**EXCERPT PROVIDED**
>> START
From mboxrd@z Thu Jan  1 00:00:00 1970
From: Hannes Reinecke <hare@suse.de>
Subject: Re: dm-multipath: Accept failed paths for multipath maps
Date: Fri, 18 Jul 2014 08:12:16 +0200
Message-ID: <53C8BAC0.2030106@suse.de>
References: <1387353155-7271-1-git-send-email-hare@suse.de>
	<20131218140858.GC17730@redhat.com> <52B1B046.3040301@suse.de>
	<1387380498.7608.6.camel@ict-vth-stewarts01.ict.englab.netapp.com>
	<20140718000411.GB337@redhat.com>
Reply-To: device-mapper development <dm-devel@redhat.com>
Mime-Version: 1.0
Content-Type: text/plain; charset="iso-8859-1"; Format="flowed"
>> END
**TO DO**
1. What subject line does the email header give?
2. Which lines of the rows contain the word "interest"? Show each of them, treating case as significant.

**RECORDS PROVIDED**
>> START
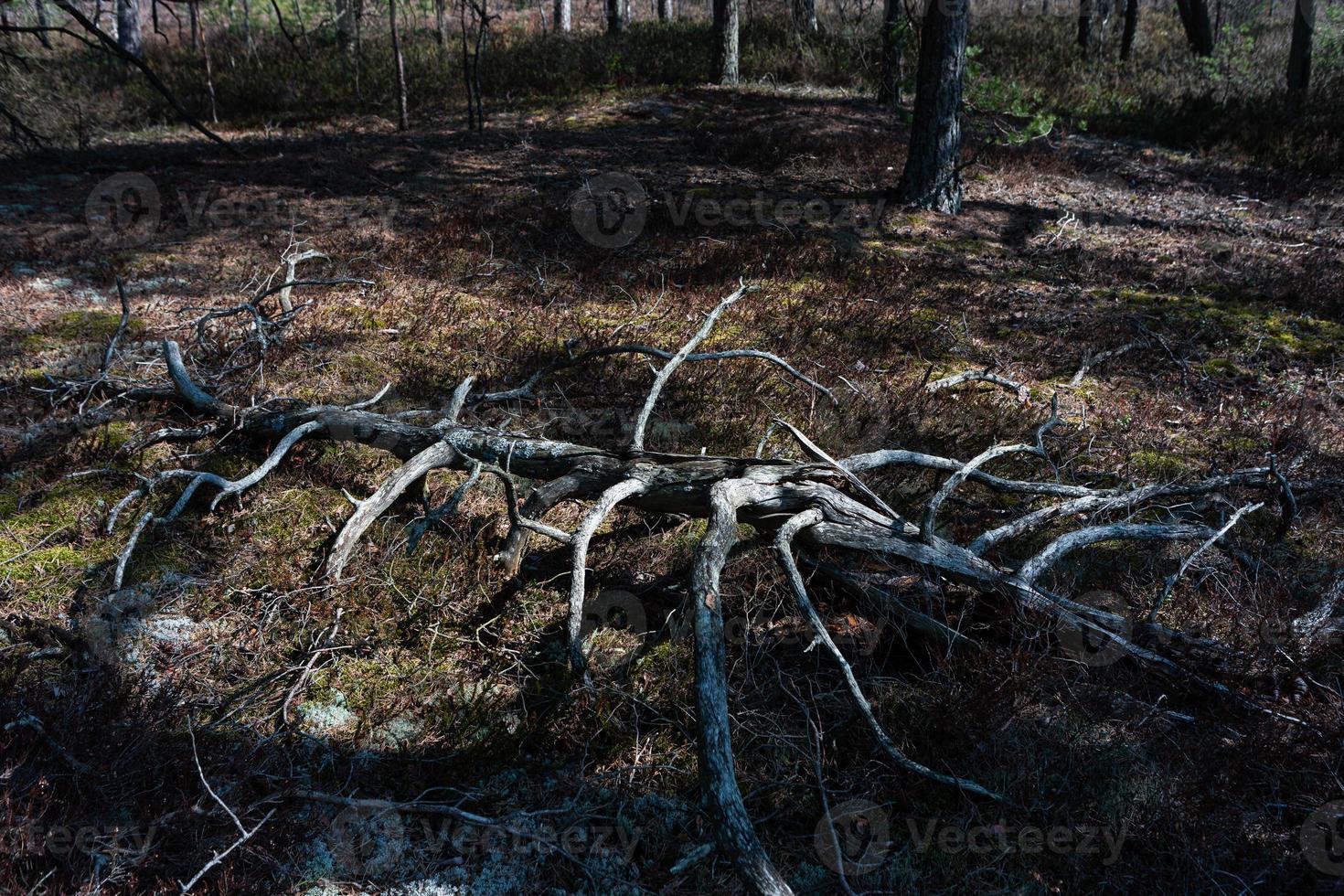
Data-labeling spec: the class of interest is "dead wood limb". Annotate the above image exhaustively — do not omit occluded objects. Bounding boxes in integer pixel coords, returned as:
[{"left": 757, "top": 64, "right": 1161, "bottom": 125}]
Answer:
[
  {"left": 54, "top": 0, "right": 242, "bottom": 157},
  {"left": 924, "top": 367, "right": 1030, "bottom": 403},
  {"left": 774, "top": 509, "right": 1004, "bottom": 802},
  {"left": 1069, "top": 340, "right": 1147, "bottom": 389},
  {"left": 566, "top": 478, "right": 649, "bottom": 682},
  {"left": 1147, "top": 503, "right": 1264, "bottom": 622},
  {"left": 80, "top": 286, "right": 1341, "bottom": 893},
  {"left": 630, "top": 283, "right": 760, "bottom": 453},
  {"left": 326, "top": 442, "right": 457, "bottom": 581},
  {"left": 1018, "top": 523, "right": 1218, "bottom": 584},
  {"left": 691, "top": 480, "right": 793, "bottom": 896}
]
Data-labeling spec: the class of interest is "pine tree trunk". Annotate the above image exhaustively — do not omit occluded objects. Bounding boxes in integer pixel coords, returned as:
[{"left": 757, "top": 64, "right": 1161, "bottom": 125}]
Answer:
[
  {"left": 32, "top": 0, "right": 51, "bottom": 49},
  {"left": 117, "top": 0, "right": 140, "bottom": 58},
  {"left": 1120, "top": 0, "right": 1138, "bottom": 59},
  {"left": 793, "top": 0, "right": 817, "bottom": 34},
  {"left": 878, "top": 0, "right": 904, "bottom": 109},
  {"left": 896, "top": 0, "right": 969, "bottom": 215},
  {"left": 714, "top": 0, "right": 741, "bottom": 85},
  {"left": 1176, "top": 0, "right": 1213, "bottom": 57},
  {"left": 336, "top": 0, "right": 355, "bottom": 49},
  {"left": 1287, "top": 0, "right": 1316, "bottom": 109},
  {"left": 387, "top": 0, "right": 411, "bottom": 131}
]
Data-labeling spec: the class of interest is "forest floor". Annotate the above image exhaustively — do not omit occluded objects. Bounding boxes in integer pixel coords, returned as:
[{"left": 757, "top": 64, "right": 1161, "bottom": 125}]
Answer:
[{"left": 0, "top": 89, "right": 1344, "bottom": 893}]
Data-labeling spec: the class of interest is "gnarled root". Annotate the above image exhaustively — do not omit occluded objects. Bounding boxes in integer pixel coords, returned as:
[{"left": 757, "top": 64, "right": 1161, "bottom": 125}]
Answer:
[{"left": 97, "top": 287, "right": 1344, "bottom": 893}]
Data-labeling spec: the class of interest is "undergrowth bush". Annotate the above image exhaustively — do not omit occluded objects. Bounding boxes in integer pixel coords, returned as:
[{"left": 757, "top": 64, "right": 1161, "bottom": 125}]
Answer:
[{"left": 0, "top": 6, "right": 1344, "bottom": 171}]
>> END
**ANSWERS TO EACH TASK**
1. Re: dm-multipath: Accept failed paths for multipath maps

2.
Data-labeling spec: the class of interest is "dead wood limb". Annotate the above image exhaustively — do not omit occluded objects. Bounding boxes in integer pixel coords, returned as:
Data-labeling spec: the class of interest is "pine tree trunk". Annotate the above image exhaustively — do not omit occluded objects. Bounding boxes in integer pixel coords, returned as:
Data-labeling spec: the class of interest is "forest floor". Annotate the above image exhaustively — do not omit occluded objects. Bounding boxes in integer pixel coords, returned as:
Data-labeling spec: the class of interest is "gnarled root". Annotate the above image exhaustively — do not omit occluded objects. Bounding boxes in integer pixel coords, returned as:
Data-labeling spec: the class of interest is "undergrowth bush". Annotate the above image exhaustively — do not omit occluded objects. Bounding boxes in integer pixel coords, returned as:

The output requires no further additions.